Copy the records below, substituting "write each box as" for every occurrence of "format each result as" and leaving everything else unchanged.
◆ ◆ ◆ ◆
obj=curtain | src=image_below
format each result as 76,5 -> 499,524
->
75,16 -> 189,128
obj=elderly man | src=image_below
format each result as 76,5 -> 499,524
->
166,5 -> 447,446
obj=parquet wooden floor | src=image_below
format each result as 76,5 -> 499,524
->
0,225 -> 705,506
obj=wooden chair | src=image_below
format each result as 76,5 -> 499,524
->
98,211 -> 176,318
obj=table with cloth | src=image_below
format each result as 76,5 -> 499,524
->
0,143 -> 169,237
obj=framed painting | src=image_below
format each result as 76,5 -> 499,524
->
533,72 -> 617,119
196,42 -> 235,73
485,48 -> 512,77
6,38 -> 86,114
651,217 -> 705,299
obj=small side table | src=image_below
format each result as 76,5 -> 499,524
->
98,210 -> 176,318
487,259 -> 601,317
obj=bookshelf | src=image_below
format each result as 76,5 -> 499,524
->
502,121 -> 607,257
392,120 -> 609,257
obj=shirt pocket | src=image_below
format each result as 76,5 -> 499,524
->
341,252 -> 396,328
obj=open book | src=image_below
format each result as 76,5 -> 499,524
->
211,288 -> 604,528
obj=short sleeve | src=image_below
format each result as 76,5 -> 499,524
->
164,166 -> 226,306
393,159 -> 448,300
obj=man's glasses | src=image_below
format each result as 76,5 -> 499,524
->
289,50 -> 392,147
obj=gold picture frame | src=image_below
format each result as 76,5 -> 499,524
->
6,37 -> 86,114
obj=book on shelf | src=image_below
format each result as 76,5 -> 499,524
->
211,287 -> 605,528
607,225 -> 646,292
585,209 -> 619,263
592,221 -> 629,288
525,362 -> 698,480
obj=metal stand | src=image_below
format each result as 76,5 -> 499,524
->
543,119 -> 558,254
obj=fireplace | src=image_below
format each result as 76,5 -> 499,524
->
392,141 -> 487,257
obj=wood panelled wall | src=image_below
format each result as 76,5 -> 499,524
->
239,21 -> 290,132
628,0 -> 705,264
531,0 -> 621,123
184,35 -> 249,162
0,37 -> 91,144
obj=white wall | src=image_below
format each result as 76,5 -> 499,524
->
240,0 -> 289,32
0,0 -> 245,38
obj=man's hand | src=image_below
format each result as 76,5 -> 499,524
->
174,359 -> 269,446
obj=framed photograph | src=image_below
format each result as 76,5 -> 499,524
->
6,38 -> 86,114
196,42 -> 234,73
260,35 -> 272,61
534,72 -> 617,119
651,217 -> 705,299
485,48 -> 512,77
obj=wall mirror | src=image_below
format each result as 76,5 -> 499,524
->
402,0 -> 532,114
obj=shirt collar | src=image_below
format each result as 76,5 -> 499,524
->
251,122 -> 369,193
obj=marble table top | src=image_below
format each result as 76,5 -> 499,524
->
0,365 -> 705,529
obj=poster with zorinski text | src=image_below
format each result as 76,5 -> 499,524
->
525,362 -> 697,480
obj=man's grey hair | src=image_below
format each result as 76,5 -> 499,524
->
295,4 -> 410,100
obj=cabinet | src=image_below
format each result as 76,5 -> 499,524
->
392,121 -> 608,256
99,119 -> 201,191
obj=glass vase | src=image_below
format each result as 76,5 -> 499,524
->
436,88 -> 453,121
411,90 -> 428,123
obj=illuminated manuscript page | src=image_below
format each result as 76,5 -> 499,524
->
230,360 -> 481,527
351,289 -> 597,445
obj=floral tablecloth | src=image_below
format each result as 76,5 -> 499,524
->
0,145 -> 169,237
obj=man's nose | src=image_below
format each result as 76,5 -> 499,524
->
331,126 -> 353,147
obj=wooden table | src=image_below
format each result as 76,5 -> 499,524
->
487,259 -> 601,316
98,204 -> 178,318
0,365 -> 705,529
◆ ◆ ◆ ◆
_Response to this task_:
obj=curtain | src=image_below
write each box as 76,5 -> 499,524
->
75,16 -> 189,128
obj=elderly man | src=image_below
write each box as 76,5 -> 499,524
->
166,5 -> 447,446
obj=parquet wooden floor | src=image_below
write each box as 76,5 -> 499,524
->
0,225 -> 705,506
obj=wooden chair | src=image_below
write each box as 76,5 -> 499,524
->
98,211 -> 176,318
obj=table with cloth | src=image_below
write each box as 76,5 -> 499,524
->
0,143 -> 169,237
obj=framed painting | src=image_below
write each box as 76,5 -> 499,524
->
533,72 -> 617,119
196,42 -> 235,73
485,48 -> 512,77
6,38 -> 86,114
651,217 -> 705,299
obj=small side table | src=image_below
write each box as 76,5 -> 499,524
->
98,210 -> 176,318
487,259 -> 601,317
obj=bookshelf | src=image_below
write each box as 76,5 -> 499,524
->
502,121 -> 607,257
392,120 -> 609,257
obj=shirt pocket | src=image_below
write each box as 76,5 -> 499,524
->
341,252 -> 396,328
obj=open book | src=image_below
write each box as 76,5 -> 499,524
->
211,288 -> 604,528
obj=short sleeve | src=image_below
write each box as 76,5 -> 499,524
->
164,166 -> 226,306
393,159 -> 448,300
obj=man's glasses | src=image_below
write each box as 76,5 -> 499,524
->
289,50 -> 392,147
obj=gold picture frame | src=image_below
write each box as 76,5 -> 499,524
->
6,37 -> 86,114
obj=book on shelf | src=image_below
write each box as 76,5 -> 499,524
->
211,287 -> 605,528
607,225 -> 646,292
585,209 -> 619,263
592,221 -> 629,288
525,362 -> 698,480
obj=metal stand | src=image_below
write each box as 76,5 -> 499,524
->
543,119 -> 558,254
obj=fireplace | src=image_below
write each box as 76,5 -> 499,524
->
392,141 -> 487,257
obj=wood panelled wall | src=image_below
write each box as 76,5 -> 499,524
->
239,21 -> 290,132
628,0 -> 705,264
531,0 -> 621,123
184,35 -> 249,162
0,37 -> 91,144
obj=white wall | src=image_below
write each box as 76,5 -> 499,524
->
240,0 -> 289,32
0,0 -> 245,38
obj=man's hand | src=image_below
write each box as 76,5 -> 499,524
->
174,359 -> 269,446
obj=framed photograph | src=image_below
write each box as 76,5 -> 499,524
->
6,38 -> 86,114
196,42 -> 234,73
260,35 -> 272,61
534,72 -> 617,119
651,217 -> 705,299
485,48 -> 512,77
obj=wall mirror | src=image_below
write each box as 76,5 -> 499,524
->
402,0 -> 532,114
obj=shirt collar | src=image_below
write each box as 76,5 -> 499,524
->
251,122 -> 369,193
obj=marble table top | src=image_below
write each box as 76,5 -> 499,524
->
0,365 -> 705,529
obj=poster with zorinski text | src=image_below
write each box as 76,5 -> 499,524
->
525,362 -> 697,480
obj=man's grey hair | src=image_below
write each box as 76,5 -> 499,524
->
295,4 -> 410,100
obj=cabinet | src=image_below
write each box as 76,5 -> 499,524
->
392,121 -> 608,256
99,119 -> 201,191
obj=glass vase | src=image_below
write each box as 76,5 -> 499,524
->
436,88 -> 453,121
411,90 -> 428,123
obj=illuminated manuscript page | src=image_below
write each box as 76,5 -> 499,524
->
230,360 -> 481,527
351,289 -> 597,445
obj=floral tablecloth | src=image_below
write each box as 76,5 -> 499,524
->
0,145 -> 169,237
obj=man's nose | src=image_below
write each box as 76,5 -> 499,524
->
331,126 -> 353,147
obj=wooden table | src=image_below
write each box as 76,5 -> 499,524
->
487,259 -> 601,316
98,204 -> 178,318
0,365 -> 705,529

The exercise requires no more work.